(MATERIAL TO PROCESS)

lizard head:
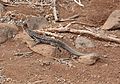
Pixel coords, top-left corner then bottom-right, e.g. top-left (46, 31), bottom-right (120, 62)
top-left (22, 21), bottom-right (29, 31)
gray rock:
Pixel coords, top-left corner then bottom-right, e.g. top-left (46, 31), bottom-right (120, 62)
top-left (26, 16), bottom-right (48, 30)
top-left (102, 10), bottom-right (120, 30)
top-left (0, 75), bottom-right (6, 84)
top-left (0, 69), bottom-right (6, 84)
top-left (0, 23), bottom-right (18, 44)
top-left (0, 3), bottom-right (5, 17)
top-left (0, 3), bottom-right (5, 12)
top-left (75, 36), bottom-right (95, 48)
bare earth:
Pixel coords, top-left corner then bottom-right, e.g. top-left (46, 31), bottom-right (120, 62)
top-left (0, 0), bottom-right (120, 84)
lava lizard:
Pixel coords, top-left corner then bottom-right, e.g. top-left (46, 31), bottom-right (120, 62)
top-left (23, 23), bottom-right (91, 57)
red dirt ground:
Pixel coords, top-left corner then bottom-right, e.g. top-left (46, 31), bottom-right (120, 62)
top-left (0, 0), bottom-right (120, 84)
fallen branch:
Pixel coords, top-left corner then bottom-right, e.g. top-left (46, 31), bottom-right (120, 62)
top-left (34, 30), bottom-right (63, 38)
top-left (59, 14), bottom-right (79, 22)
top-left (44, 28), bottom-right (120, 44)
top-left (14, 51), bottom-right (33, 57)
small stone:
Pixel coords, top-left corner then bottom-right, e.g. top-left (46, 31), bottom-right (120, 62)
top-left (75, 36), bottom-right (95, 48)
top-left (0, 75), bottom-right (6, 84)
top-left (103, 55), bottom-right (107, 58)
top-left (78, 53), bottom-right (99, 65)
top-left (102, 64), bottom-right (108, 67)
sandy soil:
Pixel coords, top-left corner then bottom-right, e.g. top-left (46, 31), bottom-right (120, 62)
top-left (0, 0), bottom-right (120, 84)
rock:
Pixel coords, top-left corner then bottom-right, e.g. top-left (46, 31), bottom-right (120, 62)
top-left (31, 44), bottom-right (57, 57)
top-left (102, 10), bottom-right (120, 30)
top-left (0, 23), bottom-right (18, 44)
top-left (0, 3), bottom-right (5, 12)
top-left (75, 36), bottom-right (95, 48)
top-left (26, 16), bottom-right (48, 30)
top-left (0, 75), bottom-right (6, 84)
top-left (0, 3), bottom-right (5, 17)
top-left (78, 53), bottom-right (99, 65)
top-left (0, 69), bottom-right (6, 84)
top-left (31, 44), bottom-right (70, 58)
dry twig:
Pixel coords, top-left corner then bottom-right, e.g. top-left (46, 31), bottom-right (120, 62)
top-left (34, 30), bottom-right (63, 38)
top-left (52, 0), bottom-right (59, 21)
top-left (74, 0), bottom-right (84, 7)
top-left (14, 51), bottom-right (33, 57)
top-left (44, 28), bottom-right (120, 44)
top-left (59, 14), bottom-right (79, 22)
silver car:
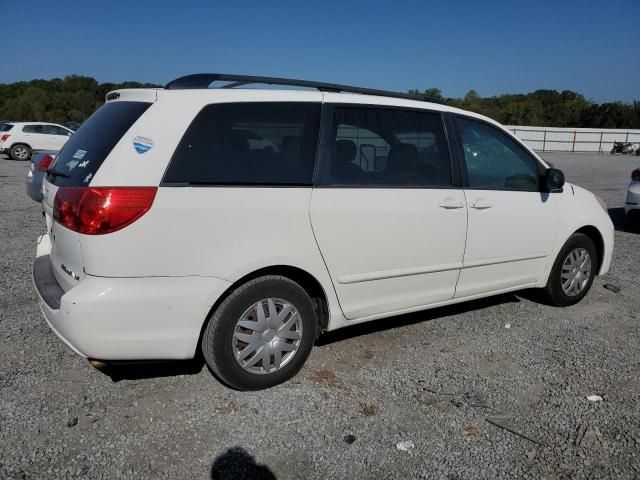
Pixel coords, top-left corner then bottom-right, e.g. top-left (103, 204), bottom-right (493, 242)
top-left (625, 167), bottom-right (640, 225)
top-left (25, 150), bottom-right (56, 202)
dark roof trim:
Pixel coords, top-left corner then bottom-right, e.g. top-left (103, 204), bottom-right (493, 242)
top-left (164, 73), bottom-right (443, 104)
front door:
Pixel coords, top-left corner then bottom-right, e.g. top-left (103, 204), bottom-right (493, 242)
top-left (310, 103), bottom-right (467, 320)
top-left (452, 115), bottom-right (558, 298)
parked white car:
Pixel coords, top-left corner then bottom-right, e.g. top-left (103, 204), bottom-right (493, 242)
top-left (625, 167), bottom-right (640, 224)
top-left (32, 74), bottom-right (614, 390)
top-left (0, 122), bottom-right (73, 160)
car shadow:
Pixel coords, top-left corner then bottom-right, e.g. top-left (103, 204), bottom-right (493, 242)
top-left (99, 357), bottom-right (205, 382)
top-left (608, 207), bottom-right (626, 231)
top-left (609, 207), bottom-right (639, 233)
top-left (210, 447), bottom-right (276, 480)
top-left (317, 293), bottom-right (521, 346)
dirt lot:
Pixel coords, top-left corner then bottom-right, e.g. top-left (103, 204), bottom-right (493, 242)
top-left (1, 152), bottom-right (639, 479)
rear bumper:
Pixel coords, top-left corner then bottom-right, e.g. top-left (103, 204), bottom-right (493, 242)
top-left (32, 234), bottom-right (232, 360)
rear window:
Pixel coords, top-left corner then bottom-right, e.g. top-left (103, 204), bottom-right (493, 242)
top-left (163, 102), bottom-right (321, 186)
top-left (48, 101), bottom-right (151, 187)
top-left (0, 124), bottom-right (13, 132)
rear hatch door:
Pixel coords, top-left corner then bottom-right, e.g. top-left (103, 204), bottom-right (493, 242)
top-left (43, 98), bottom-right (154, 292)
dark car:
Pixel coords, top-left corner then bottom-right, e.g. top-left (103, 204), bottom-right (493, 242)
top-left (25, 150), bottom-right (56, 202)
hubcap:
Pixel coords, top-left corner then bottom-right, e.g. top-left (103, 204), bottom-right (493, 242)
top-left (232, 298), bottom-right (303, 375)
top-left (561, 247), bottom-right (592, 297)
top-left (14, 147), bottom-right (28, 160)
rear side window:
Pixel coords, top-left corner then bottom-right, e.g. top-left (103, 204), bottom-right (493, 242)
top-left (163, 102), bottom-right (321, 186)
top-left (316, 106), bottom-right (452, 187)
top-left (0, 124), bottom-right (13, 132)
top-left (48, 101), bottom-right (151, 187)
top-left (23, 125), bottom-right (44, 134)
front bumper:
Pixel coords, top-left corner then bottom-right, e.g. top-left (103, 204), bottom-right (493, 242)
top-left (32, 234), bottom-right (232, 360)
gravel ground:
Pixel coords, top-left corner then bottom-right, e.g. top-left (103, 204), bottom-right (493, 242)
top-left (1, 152), bottom-right (639, 479)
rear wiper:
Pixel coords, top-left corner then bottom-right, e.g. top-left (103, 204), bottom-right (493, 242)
top-left (46, 168), bottom-right (70, 178)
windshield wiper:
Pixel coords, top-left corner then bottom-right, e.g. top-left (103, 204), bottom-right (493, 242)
top-left (46, 168), bottom-right (70, 178)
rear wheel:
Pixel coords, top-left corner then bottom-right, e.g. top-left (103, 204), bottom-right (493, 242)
top-left (201, 275), bottom-right (318, 390)
top-left (540, 233), bottom-right (597, 306)
top-left (10, 144), bottom-right (31, 161)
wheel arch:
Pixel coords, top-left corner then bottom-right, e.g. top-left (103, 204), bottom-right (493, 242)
top-left (9, 142), bottom-right (32, 158)
top-left (196, 265), bottom-right (330, 354)
top-left (574, 225), bottom-right (604, 273)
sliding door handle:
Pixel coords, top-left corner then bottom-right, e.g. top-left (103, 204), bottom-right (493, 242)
top-left (470, 200), bottom-right (493, 210)
top-left (439, 199), bottom-right (465, 209)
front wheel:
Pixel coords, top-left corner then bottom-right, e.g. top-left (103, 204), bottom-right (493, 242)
top-left (539, 233), bottom-right (598, 307)
top-left (201, 275), bottom-right (318, 390)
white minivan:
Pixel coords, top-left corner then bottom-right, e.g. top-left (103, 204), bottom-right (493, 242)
top-left (32, 74), bottom-right (614, 390)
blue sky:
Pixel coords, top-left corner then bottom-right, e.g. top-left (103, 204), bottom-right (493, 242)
top-left (3, 0), bottom-right (639, 102)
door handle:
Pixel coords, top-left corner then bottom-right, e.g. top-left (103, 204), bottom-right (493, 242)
top-left (439, 199), bottom-right (465, 209)
top-left (470, 200), bottom-right (492, 210)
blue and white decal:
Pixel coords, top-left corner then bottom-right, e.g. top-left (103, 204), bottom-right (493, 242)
top-left (133, 136), bottom-right (154, 154)
top-left (73, 149), bottom-right (87, 160)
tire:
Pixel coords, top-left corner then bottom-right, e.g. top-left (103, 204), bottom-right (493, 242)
top-left (201, 275), bottom-right (318, 390)
top-left (540, 233), bottom-right (598, 307)
top-left (10, 144), bottom-right (31, 161)
top-left (610, 148), bottom-right (615, 154)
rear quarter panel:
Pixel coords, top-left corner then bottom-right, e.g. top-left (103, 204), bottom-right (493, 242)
top-left (82, 90), bottom-right (343, 326)
top-left (80, 187), bottom-right (343, 327)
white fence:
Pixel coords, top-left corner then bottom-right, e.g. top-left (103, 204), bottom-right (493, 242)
top-left (505, 125), bottom-right (640, 153)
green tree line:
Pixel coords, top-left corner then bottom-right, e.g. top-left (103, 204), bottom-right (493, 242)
top-left (0, 75), bottom-right (159, 124)
top-left (0, 75), bottom-right (638, 128)
top-left (409, 88), bottom-right (640, 128)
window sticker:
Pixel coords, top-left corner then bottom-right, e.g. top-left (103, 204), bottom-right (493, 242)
top-left (66, 160), bottom-right (79, 171)
top-left (73, 149), bottom-right (87, 160)
top-left (78, 160), bottom-right (90, 168)
top-left (84, 173), bottom-right (93, 184)
top-left (133, 136), bottom-right (154, 154)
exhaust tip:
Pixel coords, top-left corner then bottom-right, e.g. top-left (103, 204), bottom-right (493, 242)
top-left (88, 359), bottom-right (108, 370)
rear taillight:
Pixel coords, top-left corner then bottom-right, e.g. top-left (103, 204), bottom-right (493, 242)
top-left (37, 155), bottom-right (54, 172)
top-left (53, 187), bottom-right (157, 235)
top-left (632, 169), bottom-right (640, 181)
top-left (1, 134), bottom-right (10, 142)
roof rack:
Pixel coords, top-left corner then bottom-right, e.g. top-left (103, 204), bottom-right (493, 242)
top-left (164, 73), bottom-right (443, 104)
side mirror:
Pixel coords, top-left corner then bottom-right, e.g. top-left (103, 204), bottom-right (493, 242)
top-left (544, 168), bottom-right (565, 192)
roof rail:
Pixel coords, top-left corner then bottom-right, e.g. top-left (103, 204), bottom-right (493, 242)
top-left (164, 73), bottom-right (443, 104)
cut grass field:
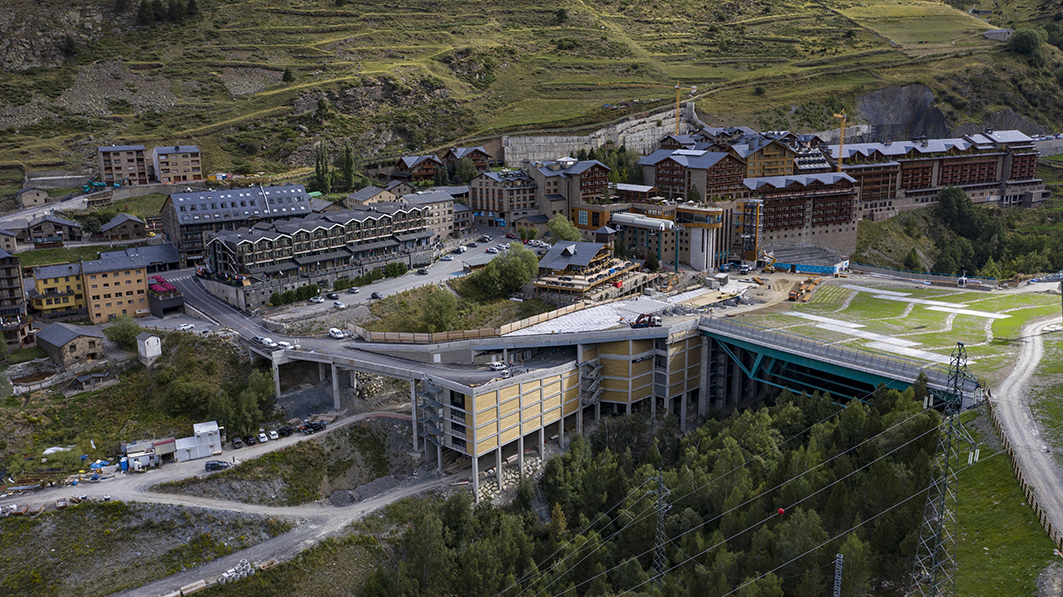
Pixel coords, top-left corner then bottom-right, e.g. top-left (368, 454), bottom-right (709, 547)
top-left (364, 284), bottom-right (554, 333)
top-left (13, 244), bottom-right (129, 267)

(End MATERIAL TO PROCESS)

**AIM OF THE TASK**.
For the word "white", go through the records and show each line that carries it.

**EXERCISE RESPONSE**.
parked white car:
white minivan:
blue and white decal:
white fence:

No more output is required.